▶ _RECORDS_:

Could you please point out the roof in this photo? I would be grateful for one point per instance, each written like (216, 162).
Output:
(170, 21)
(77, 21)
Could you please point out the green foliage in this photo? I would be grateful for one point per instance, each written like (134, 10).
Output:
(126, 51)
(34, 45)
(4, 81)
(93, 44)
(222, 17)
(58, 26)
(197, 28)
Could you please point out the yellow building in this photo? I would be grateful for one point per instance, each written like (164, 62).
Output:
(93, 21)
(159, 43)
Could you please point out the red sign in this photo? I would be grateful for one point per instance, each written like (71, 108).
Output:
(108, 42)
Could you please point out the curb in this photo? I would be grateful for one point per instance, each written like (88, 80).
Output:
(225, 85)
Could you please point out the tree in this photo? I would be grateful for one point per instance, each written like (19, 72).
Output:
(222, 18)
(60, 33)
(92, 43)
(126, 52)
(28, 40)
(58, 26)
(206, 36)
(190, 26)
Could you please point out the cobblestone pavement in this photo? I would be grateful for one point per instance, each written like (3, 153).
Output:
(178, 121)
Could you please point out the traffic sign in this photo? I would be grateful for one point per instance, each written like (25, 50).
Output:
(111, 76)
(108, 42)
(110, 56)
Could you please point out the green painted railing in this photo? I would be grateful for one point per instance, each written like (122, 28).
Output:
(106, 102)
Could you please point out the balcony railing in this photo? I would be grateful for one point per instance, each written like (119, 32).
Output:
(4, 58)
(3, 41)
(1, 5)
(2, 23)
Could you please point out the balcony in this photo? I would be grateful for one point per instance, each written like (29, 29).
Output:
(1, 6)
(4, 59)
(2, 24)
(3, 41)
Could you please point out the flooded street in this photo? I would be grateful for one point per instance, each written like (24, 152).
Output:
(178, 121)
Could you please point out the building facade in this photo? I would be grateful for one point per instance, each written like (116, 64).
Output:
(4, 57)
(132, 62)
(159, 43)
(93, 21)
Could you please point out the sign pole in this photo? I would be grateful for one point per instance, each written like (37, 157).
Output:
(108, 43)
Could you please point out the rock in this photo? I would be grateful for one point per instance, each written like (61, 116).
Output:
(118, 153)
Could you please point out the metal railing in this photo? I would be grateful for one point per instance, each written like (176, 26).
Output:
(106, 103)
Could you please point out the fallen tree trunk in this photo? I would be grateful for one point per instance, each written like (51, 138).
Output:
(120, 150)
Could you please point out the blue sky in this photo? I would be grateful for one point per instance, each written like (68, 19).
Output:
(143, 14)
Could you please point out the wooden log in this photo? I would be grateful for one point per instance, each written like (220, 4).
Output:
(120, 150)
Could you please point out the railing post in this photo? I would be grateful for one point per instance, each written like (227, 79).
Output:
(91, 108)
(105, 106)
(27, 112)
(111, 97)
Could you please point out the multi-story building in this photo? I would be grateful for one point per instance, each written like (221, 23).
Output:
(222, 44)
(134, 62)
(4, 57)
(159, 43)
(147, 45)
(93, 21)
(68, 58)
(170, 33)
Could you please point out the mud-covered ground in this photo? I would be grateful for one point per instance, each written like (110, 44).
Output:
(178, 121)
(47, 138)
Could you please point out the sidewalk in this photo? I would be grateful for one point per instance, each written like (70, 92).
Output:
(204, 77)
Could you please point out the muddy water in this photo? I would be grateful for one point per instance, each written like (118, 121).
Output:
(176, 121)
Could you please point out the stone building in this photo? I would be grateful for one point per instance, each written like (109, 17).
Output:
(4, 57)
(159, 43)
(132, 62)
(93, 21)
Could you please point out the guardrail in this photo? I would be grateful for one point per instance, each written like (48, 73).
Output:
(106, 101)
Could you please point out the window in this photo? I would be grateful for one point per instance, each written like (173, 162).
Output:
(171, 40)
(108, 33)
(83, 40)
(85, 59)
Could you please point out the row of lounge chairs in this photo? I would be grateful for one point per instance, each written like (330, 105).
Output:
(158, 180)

* * *

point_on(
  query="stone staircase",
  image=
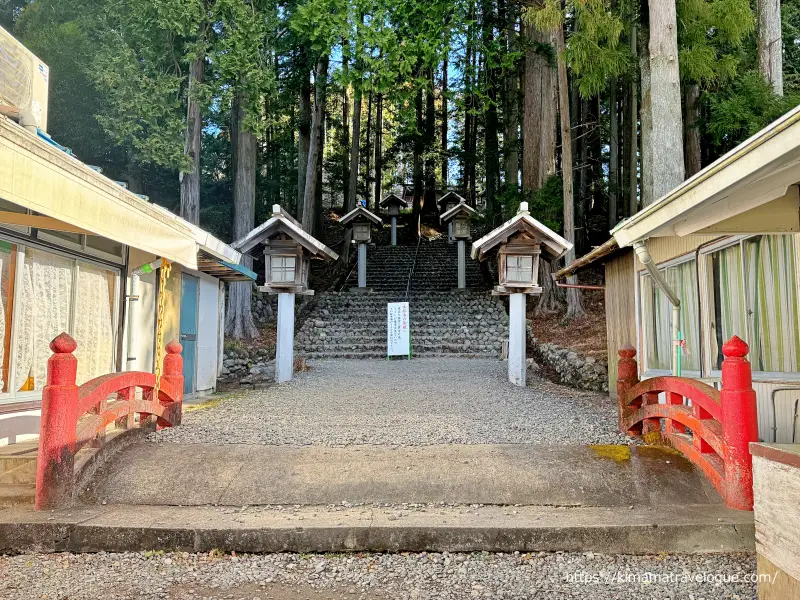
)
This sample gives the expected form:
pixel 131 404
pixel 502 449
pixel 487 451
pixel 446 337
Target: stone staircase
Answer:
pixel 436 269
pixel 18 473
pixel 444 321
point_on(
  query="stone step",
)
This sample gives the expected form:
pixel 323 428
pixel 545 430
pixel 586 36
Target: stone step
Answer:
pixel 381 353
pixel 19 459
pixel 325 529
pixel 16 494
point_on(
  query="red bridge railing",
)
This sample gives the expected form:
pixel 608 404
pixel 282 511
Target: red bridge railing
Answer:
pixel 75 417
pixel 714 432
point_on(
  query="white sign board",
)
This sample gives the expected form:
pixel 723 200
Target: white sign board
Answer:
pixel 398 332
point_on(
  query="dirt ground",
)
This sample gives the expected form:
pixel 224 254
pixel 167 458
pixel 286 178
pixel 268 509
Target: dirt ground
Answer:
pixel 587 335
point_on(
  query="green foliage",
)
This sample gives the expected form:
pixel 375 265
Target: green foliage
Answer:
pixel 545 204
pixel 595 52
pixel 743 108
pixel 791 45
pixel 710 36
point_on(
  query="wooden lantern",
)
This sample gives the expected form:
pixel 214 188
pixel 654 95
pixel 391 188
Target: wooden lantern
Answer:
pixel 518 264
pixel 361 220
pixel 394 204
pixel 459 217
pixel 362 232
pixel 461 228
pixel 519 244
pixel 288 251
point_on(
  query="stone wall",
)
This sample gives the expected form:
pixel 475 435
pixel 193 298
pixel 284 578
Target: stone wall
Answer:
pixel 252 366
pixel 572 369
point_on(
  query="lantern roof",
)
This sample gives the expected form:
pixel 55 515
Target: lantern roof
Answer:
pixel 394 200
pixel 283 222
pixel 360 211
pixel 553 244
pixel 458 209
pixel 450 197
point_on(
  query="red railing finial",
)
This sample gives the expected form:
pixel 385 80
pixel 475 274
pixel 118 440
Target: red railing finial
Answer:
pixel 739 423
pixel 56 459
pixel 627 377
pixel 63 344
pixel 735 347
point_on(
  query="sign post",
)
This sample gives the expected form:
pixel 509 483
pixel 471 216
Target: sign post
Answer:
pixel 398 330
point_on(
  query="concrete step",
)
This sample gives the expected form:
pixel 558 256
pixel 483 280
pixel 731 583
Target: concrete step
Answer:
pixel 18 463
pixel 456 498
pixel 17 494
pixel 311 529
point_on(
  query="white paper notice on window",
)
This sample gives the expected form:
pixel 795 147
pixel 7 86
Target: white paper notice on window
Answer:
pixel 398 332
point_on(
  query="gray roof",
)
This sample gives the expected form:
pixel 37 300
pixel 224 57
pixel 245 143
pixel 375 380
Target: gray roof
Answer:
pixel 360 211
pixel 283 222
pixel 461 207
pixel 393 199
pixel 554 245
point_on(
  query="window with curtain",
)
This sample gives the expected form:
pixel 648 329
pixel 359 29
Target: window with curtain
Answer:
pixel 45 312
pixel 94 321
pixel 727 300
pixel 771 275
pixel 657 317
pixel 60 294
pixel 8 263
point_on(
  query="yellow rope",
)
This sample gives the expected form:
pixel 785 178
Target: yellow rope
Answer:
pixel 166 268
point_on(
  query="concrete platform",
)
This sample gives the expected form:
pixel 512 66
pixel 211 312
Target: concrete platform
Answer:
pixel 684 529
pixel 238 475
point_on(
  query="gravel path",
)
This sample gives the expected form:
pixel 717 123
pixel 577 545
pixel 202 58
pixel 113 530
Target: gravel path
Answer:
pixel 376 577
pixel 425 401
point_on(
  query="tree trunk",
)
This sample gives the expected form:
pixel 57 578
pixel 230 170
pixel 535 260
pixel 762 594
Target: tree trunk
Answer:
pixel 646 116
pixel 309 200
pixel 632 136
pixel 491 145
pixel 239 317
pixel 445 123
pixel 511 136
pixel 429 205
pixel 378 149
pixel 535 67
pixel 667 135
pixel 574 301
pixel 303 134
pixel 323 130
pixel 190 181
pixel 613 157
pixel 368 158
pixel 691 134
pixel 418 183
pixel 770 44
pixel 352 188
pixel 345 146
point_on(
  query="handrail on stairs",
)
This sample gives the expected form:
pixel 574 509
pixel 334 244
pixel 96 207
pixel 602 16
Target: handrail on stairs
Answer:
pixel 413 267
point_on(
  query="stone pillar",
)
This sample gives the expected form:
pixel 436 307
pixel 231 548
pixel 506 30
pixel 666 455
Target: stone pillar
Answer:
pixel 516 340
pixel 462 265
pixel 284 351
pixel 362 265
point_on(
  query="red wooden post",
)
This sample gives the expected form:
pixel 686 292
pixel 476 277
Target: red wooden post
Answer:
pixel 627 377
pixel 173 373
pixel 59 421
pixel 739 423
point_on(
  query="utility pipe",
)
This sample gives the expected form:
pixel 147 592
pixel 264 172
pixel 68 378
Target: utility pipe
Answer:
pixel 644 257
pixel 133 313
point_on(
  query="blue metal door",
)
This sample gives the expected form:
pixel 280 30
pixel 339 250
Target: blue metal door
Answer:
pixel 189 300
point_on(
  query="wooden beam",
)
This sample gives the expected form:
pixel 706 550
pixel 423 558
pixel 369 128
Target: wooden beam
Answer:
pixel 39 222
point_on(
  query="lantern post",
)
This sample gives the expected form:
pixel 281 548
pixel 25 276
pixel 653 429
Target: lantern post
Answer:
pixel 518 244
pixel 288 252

* * *

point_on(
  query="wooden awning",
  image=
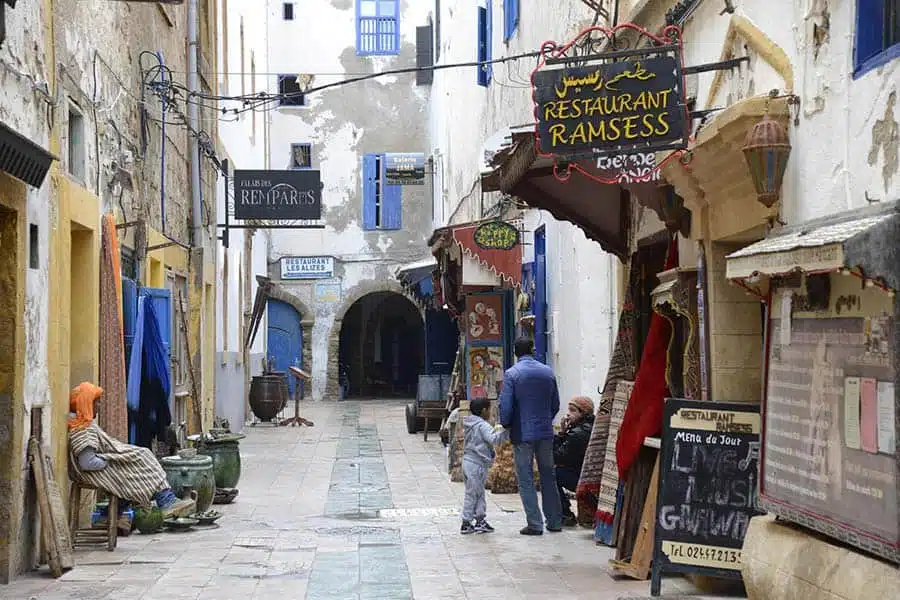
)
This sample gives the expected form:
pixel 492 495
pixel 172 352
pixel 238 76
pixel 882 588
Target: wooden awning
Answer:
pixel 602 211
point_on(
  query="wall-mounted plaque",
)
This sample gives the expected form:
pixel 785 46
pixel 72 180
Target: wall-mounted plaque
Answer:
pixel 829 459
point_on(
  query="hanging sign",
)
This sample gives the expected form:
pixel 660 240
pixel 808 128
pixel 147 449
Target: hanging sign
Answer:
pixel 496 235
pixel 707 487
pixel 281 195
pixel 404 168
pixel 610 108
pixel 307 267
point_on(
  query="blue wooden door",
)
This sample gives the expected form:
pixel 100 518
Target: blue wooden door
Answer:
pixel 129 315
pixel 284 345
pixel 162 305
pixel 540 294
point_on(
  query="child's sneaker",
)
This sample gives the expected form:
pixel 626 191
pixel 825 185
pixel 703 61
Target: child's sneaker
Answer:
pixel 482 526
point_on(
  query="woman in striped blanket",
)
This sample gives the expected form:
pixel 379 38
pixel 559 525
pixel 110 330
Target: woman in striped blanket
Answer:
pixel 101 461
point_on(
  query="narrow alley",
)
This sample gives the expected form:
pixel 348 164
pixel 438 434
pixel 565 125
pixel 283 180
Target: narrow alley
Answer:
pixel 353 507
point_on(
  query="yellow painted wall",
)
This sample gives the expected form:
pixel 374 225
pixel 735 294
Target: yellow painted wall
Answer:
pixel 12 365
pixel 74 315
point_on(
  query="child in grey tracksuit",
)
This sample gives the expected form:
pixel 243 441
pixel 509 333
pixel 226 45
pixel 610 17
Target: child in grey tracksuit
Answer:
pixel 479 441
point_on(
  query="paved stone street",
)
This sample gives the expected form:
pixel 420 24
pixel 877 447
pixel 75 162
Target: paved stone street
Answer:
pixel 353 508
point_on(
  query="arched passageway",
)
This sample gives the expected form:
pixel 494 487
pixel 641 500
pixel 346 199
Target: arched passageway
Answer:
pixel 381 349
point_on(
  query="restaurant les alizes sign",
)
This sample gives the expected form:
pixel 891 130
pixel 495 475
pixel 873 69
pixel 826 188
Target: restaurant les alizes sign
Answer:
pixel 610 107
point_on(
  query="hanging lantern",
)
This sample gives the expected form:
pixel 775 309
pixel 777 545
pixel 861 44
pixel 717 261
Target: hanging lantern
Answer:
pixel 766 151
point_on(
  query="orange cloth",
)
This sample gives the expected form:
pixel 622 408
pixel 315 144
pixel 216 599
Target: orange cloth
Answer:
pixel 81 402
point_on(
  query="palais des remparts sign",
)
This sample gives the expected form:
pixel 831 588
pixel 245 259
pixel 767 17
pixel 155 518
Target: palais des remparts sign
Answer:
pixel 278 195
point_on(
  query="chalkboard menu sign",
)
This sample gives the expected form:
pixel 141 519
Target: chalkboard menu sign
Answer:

▶ _DESCRIPTION OF THE TASK_: Return all lines above that mention the word "passageway".

▶ _SOLUTION FOR THIS EXERCISE_:
  query="arched passageway",
Target: arched passageway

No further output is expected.